PROVIDED DATA =>
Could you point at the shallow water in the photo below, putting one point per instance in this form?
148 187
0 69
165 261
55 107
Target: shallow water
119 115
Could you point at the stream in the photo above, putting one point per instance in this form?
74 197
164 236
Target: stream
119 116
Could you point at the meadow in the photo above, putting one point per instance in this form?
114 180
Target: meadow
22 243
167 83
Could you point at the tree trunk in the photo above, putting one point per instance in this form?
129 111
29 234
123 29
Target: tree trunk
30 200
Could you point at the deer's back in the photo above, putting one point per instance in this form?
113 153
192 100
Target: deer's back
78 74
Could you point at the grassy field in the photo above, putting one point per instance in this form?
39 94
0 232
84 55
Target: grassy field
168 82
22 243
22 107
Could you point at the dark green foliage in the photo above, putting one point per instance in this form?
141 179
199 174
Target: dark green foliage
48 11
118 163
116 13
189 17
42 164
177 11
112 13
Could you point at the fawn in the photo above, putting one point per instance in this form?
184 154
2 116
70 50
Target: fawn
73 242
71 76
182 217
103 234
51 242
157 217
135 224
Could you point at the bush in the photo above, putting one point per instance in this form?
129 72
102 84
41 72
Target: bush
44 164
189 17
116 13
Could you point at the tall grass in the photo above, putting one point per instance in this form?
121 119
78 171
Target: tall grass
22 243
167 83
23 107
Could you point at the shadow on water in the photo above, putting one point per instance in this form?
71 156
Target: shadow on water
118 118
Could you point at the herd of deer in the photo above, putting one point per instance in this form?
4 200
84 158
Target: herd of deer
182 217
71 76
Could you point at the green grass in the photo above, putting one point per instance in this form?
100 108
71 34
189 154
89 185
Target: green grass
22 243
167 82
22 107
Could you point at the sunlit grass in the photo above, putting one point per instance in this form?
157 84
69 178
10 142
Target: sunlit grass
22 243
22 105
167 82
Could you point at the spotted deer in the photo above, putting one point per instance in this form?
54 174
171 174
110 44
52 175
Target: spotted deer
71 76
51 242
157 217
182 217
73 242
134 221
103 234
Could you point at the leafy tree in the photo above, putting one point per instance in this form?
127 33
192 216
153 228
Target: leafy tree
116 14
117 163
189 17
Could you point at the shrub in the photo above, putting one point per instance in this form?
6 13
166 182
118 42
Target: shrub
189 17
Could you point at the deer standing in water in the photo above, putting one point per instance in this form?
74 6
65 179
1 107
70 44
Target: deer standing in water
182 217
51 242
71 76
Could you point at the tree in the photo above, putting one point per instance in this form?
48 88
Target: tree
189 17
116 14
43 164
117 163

AIM => Copy out every line of the listing above word for word.

ANSWER TO THIS PROBLEM =>
Could you point at the shallow water in the photo below, putting one point per instance in this form?
148 187
0 69
165 261
55 107
Target: shallow water
119 115
Could you point at the stream in the photo above, putting one point per instance in this form?
74 197
164 236
Target: stream
119 116
Could you point at the meadow in the photo above, putting one point per instance in this form?
114 180
Target: meadow
22 243
167 83
Could you point at the tree trunk in the photo above, putting one point per instance in this form?
129 111
29 234
123 29
Target: tree trunk
30 200
Could you point at the deer's back in the photo above, putting one point per instance in this form?
113 153
192 100
Target: deer's back
78 74
Could you point at the grassy field in the photo above, putting one point per instance in this form?
39 94
0 232
84 55
Target: grassy field
168 82
22 243
22 107
Could you point at the dark green foliage in the photo above, putting one point per instance in this form?
141 179
199 174
Target: dark green foliage
48 11
118 163
116 13
189 17
42 164
177 11
112 13
Could you point at the fawn in the photo above, putting one point per instance in this form?
184 154
2 116
70 50
Target: fawn
73 242
71 76
182 217
103 234
51 242
157 217
135 224
Could you point at the bush in the photo above, putting one point per instance in this form?
129 72
102 84
41 72
Target: bush
44 164
189 17
116 13
Could you point at the tall grass in the photo above, putting one point per instance in this form?
121 119
78 171
Target: tall grass
22 243
167 83
23 107
Could you point at the shadow on water in the photo above, putting one point per instance in this form?
71 156
Target: shadow on water
118 118
Could you point at the herd of deer in the photo above, putting one point per instance in this form?
4 200
84 158
Target: herd of deer
182 217
71 76
Could you point at the green grass in the photo above, putting one point per instance in this form?
100 108
71 34
189 154
89 185
Target: green grass
22 243
167 82
22 107
Could you point at the sunlit grass in the photo above, putting one point per instance in this form?
157 84
69 178
10 142
Target: sunlit grass
22 243
22 105
167 82
Could you point at the spotted deer in the photo above, putting one point per instance in this form?
54 174
171 174
110 44
52 175
Target: spotted deer
71 76
51 242
157 217
182 217
73 242
134 221
103 234
Could you point at the leafy tree in the photo above, putting one point per instance in this form?
127 33
192 216
153 228
Target: leafy tree
116 14
117 163
189 17
Could you point at the shrub in the photo above, putting one point per instance in this form?
6 13
166 182
118 42
Target: shrub
189 17
Could you point at the deer standing in water in the photo above, putting one point per instance in this form?
74 6
65 179
1 107
70 44
Target: deer standing in water
182 217
51 242
71 76
Could you point at the tree in the photo above, putting one point per instance in this form?
48 88
Target: tree
189 17
116 14
43 164
117 163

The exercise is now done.